What needs to be done —
Each record below must be reproduced exactly as it reads, with its images omitted.
%%
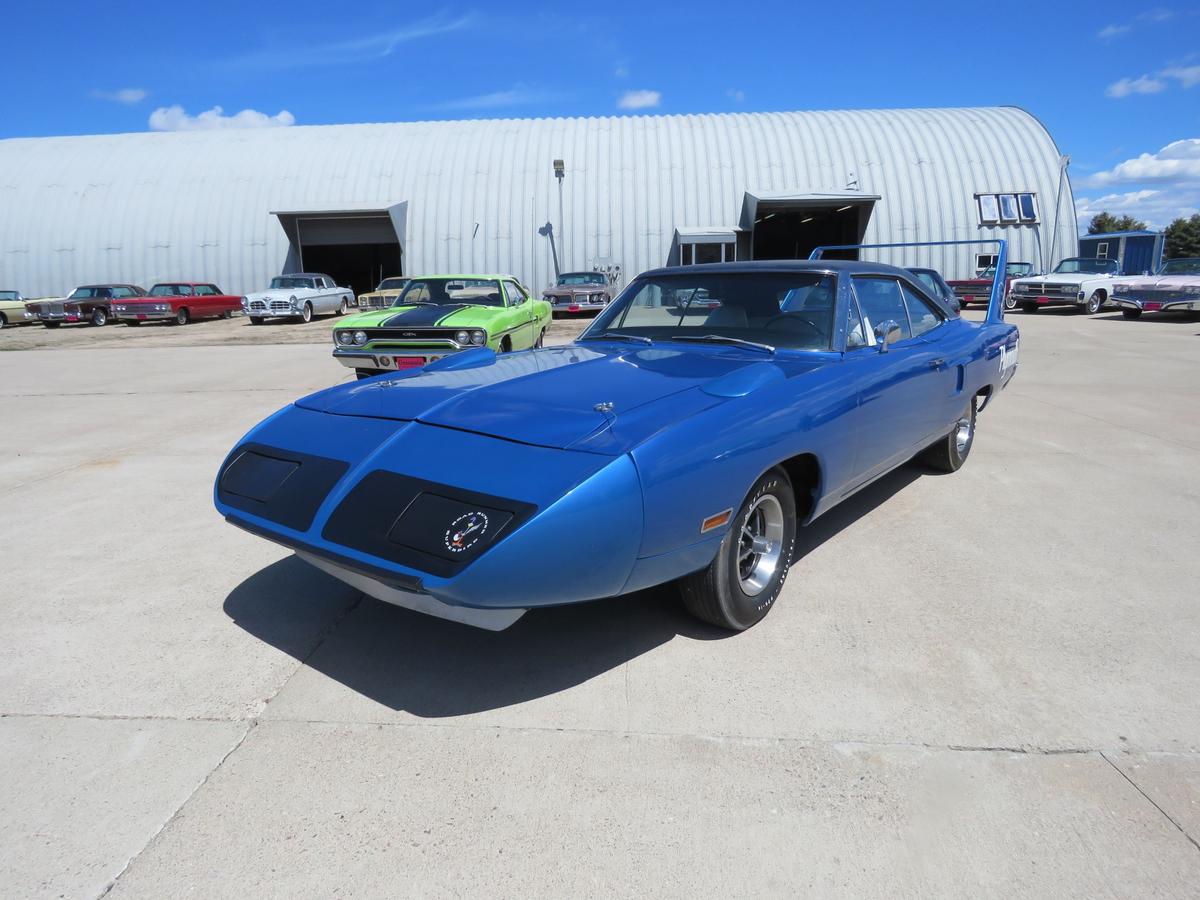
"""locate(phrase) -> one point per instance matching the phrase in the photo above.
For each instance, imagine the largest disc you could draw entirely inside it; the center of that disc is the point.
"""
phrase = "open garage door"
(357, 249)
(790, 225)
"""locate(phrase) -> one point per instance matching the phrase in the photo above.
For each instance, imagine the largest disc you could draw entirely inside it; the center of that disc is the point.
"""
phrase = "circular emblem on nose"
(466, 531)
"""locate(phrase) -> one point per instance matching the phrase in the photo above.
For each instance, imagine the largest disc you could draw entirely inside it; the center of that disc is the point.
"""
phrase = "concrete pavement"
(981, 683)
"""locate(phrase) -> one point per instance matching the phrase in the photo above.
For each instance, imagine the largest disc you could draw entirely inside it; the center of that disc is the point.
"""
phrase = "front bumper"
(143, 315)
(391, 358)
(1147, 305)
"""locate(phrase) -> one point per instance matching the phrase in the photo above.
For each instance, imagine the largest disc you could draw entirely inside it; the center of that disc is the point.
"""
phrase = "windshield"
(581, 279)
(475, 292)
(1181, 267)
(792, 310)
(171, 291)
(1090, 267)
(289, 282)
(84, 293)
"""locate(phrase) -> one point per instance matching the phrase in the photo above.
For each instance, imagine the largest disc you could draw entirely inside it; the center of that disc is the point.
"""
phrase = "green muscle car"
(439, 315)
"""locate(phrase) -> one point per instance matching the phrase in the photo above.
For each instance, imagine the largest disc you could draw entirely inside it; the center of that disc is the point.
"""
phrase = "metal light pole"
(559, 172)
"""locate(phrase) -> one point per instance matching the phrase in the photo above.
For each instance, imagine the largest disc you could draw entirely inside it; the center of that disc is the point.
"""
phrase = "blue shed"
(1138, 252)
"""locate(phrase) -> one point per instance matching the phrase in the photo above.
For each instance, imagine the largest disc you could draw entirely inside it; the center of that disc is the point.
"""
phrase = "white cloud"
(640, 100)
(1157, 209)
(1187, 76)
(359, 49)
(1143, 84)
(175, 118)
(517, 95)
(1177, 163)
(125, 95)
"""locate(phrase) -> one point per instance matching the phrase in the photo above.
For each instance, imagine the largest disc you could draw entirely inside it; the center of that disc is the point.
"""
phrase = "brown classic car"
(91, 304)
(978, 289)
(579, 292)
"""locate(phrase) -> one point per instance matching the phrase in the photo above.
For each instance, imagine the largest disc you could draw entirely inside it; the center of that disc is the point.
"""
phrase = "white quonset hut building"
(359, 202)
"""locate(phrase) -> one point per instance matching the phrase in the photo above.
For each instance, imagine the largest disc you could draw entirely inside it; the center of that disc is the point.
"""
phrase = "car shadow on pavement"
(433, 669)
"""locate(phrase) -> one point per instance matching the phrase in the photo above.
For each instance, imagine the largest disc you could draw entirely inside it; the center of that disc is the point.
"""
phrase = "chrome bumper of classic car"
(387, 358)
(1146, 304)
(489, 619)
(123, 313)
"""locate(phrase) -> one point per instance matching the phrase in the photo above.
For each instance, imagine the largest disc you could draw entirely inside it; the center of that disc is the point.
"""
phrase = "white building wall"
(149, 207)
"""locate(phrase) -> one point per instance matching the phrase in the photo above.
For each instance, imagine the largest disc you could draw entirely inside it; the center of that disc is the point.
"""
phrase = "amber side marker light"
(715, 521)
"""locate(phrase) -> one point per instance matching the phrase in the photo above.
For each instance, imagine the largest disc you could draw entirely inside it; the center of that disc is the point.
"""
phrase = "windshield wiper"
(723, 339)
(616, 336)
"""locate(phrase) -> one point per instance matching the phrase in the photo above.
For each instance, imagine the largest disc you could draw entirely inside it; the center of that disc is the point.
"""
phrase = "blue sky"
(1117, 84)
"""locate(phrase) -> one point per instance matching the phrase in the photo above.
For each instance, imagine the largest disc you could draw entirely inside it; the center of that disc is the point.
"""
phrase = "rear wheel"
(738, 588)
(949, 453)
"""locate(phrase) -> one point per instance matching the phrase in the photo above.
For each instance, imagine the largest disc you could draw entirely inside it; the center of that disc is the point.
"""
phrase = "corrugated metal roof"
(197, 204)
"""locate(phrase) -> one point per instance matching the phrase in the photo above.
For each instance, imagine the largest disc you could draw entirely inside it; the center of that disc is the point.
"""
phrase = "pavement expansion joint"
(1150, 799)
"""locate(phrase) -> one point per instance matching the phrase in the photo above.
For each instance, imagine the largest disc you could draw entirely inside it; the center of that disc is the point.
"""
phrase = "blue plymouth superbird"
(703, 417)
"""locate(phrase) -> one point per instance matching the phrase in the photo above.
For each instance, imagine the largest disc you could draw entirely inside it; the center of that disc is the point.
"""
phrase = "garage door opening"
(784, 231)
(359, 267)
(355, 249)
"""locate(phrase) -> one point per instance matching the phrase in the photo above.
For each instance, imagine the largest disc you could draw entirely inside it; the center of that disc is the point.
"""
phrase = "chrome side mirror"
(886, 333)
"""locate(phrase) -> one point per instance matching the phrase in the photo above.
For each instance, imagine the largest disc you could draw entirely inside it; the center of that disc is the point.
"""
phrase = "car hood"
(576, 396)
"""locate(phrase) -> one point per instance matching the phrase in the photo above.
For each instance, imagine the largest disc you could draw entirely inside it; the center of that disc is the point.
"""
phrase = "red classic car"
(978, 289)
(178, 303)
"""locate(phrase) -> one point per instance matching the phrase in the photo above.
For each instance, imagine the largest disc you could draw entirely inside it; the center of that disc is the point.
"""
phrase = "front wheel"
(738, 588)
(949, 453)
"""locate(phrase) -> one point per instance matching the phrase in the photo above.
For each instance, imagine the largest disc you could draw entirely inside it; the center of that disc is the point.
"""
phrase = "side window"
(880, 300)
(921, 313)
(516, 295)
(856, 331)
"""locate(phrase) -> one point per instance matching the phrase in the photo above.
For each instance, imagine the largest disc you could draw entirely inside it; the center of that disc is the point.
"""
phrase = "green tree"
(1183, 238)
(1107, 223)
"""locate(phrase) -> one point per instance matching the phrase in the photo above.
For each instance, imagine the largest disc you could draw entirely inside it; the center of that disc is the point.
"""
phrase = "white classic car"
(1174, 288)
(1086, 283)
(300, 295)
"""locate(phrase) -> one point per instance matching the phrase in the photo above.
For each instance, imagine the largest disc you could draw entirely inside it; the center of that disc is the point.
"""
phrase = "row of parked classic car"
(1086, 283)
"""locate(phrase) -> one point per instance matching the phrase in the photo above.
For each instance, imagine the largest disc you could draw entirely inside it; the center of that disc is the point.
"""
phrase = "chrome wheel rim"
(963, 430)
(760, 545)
%%
Result of this exercise —
"""locate(phrase) -> one point per instance matching the phrase in the photo above.
For each instance, imagine the largest disc you could draw entirely inside it; the center of that disc is the point.
"""
phrase = "open garage door"
(357, 249)
(790, 225)
"""locate(phrase) -> one point per instance matching the phrase in the photo above.
For each instance, imagine the largest disc you could draw entirely inside it; the center of that disc is the point.
"""
phrase = "circular emblem on nose"
(466, 531)
"""locate(phrase) -> one point per instance matching the phrase in the photo above.
For each instance, imagine the largest disc you could draw entirely inside it; the center of that disc is the point.
"""
phrase = "concrete pavement"
(981, 683)
"""locate(phrase) -> one point per instance matching the phrase in the photo above.
For each instance, imagine the largest disc you could draw entirely inside it; the center of that disc is the point.
"""
phrase = "front bumper"
(143, 315)
(391, 358)
(1147, 305)
"""locate(phrase) -> one point per instance matching the phrase in the photo above.
For each instance, imagine the largest disc you could draw entirely inside it; the center of that disc is the point.
"""
phrase = "windshield"
(581, 279)
(475, 292)
(1181, 267)
(792, 310)
(171, 291)
(1090, 267)
(289, 282)
(84, 293)
"""locate(phrase) -> one point per instance matching the phrase in the photo above.
For each instance, imagine the largest disc you could draw entirely inside it; the center of that disc is the point.
"""
phrase = "green muscle car"
(439, 315)
"""locate(phrase) -> one point per instance matching the phrase in the photo above.
For each instance, imagine the largest disc you could draw entirely inside it; the center of that disc is the point.
"""
phrase = "metal light pole"
(559, 172)
"""locate(phrase) -> one point per instance matching the phrase in the photo above.
For each instance, imagine the largest disc you could draw entirely inside it; the center of that disc is the point.
"""
phrase = "blue shed"
(1138, 252)
"""locate(phrase) -> one point per instance matching the phrase in the photo above.
For each instance, imagine the largest disc you could draw entirely inside it; the center of that disc is the point.
"""
phrase = "white cloud"
(640, 100)
(1157, 209)
(1187, 76)
(359, 49)
(1143, 84)
(175, 118)
(517, 95)
(1177, 163)
(125, 95)
"""locate(phrase) -> one point per instance matching the phrase in the photo above.
For each instance, imagine the largest disc you could draw entirely inside it; the center of that disc is the point.
"""
phrase = "brown classic car"
(91, 304)
(978, 289)
(579, 292)
"""locate(phrase) -> one point per instance matching the phrase in the photo above.
For each instance, imagine the largest disc you could draw entirely inside it; the center of that disc is the point.
"""
phrase = "white quonset hut building"
(359, 202)
"""locate(phrase) -> one point per instance matching the phrase in the photo above.
For each instance, imagine the largest disc you could draw entirely inside it; the center of that disc is the point.
"""
phrase = "car shadow on pavement"
(433, 669)
"""locate(phrase) -> one point per instance matching the phrase in the photo above.
For each instance, imagine the largest disc you could draw entirely inside it; the center of that disc is the point.
"""
phrase = "chrome bumper of classic car"
(387, 358)
(1146, 304)
(489, 619)
(123, 313)
"""locate(phrase) -> one point per instance matching the phrase in the photo above.
For each instance, imagine the largest disc you could draw entirely inside it; the center of that disc is the point.
"""
phrase = "white building wall"
(149, 207)
"""locate(phrase) -> one point per instance matching the phrase in the photo above.
For each instance, imagine the largest disc you could draw entirely inside it; the center of that disc is the point.
"""
phrase = "amber side marker light"
(715, 521)
"""locate(phrase) -> one point per instance matching the phrase in the photo above.
For each instance, imagine the largest disc you could draw entirely inside it; the center of that disc is the point.
"""
phrase = "windshield wiper"
(723, 339)
(616, 336)
"""locate(phrase) -> one point per instance matching the phrase in the photo above.
For each instance, imagine the largest disc you could draw entirely inside it; the center of that disc is the point.
"""
phrase = "blue sky"
(1117, 84)
"""locate(phrase) -> one point per instance matching the phrase in the photo above.
For each instance, imagine the largest disc you could draw entirely inside it; the center of that disc is the point.
"""
phrase = "rear wheel"
(738, 588)
(949, 453)
"""locate(phrase) -> one point per instance matching the phrase in the photo above.
For each instance, imagine the largest disc you could draw entirely inside it; the center of that disc is the point.
"""
phrase = "corrugated metal roof"
(197, 204)
"""locate(phrase) -> one point per instance matching the phrase in the photo above.
For each instance, imagine the largest disc you could draw entirely inside it; the center of that disc is the point.
"""
phrase = "pavement expansion joint"
(1150, 799)
"""locate(phrase) -> one point per instance matching the phrase in the photo above.
For each instance, imagine the largest disc you could draw entirely inside it; the center of that disc is the point.
"""
phrase = "blue plymouth superbird"
(703, 417)
"""locate(phrase) -> one point per instance matching the phrase in the photo above.
For each instance, imagine the largest disc you could draw entirely inside it; the center of that disc is the point.
"""
phrase = "garage door opening"
(784, 231)
(359, 267)
(355, 249)
"""locate(phrase) -> one point per instance matching the phrase in the photo above.
For each instance, imagine the largest disc you could draw entirely inside it; the center of that disc is the point.
"""
phrase = "chrome side mirror"
(886, 333)
"""locate(phrase) -> one point per instance matching the phrase in the photo above.
For each instance, imagine the largest disc you could draw entirely inside it; the center of that disc is the point.
"""
phrase = "car hood"
(576, 396)
"""locate(phrase) -> one point per instance matching the phrase in the photo above.
For each instance, imagine the largest disc you could draw entirely inside it; the center of that disc is the point.
"""
phrase = "red classic car"
(978, 289)
(178, 303)
"""locate(phrase) -> one point per instance matching the phrase in the photo above.
For each instance, imagine the largest disc you could draw entirely inside it; the center of that disc is the point.
"""
phrase = "front wheel"
(738, 588)
(949, 453)
"""locate(phrase) -> one point per instance matching the phrase in the photo above.
For each instance, imagine the largest disc you could draw entirely inside it; the center of that disc is the point.
"""
phrase = "side window"
(880, 300)
(921, 313)
(516, 295)
(856, 331)
"""locate(phrase) -> one point per instance matching the phrase in the photo above.
For each instance, imagine the largest disc you could draw entirely inside it; the center of that disc is the point.
"""
phrase = "green tree"
(1183, 238)
(1107, 223)
"""locate(phrase) -> one point per instance matching the phrase in the photo above.
For each instance, imagine the largest disc you could draw entirely inside it; the center of that disc is the point.
"""
phrase = "white classic car"
(1174, 288)
(1086, 283)
(300, 295)
"""locate(phrase) -> one point per instance matching the phrase in the photo above.
For each instance, imagine the largest disc you could draw entirely inside it; the center of that disc is the point.
"""
phrase = "row of parked classic car"
(1086, 283)
"""locate(phrase) -> one point per instance matching the phrase in the photo above.
For each instance, imagine the largest disc you could draw entirely inside it; the center of that disc is the point.
"""
phrase = "chrome wheel rim"
(963, 430)
(760, 545)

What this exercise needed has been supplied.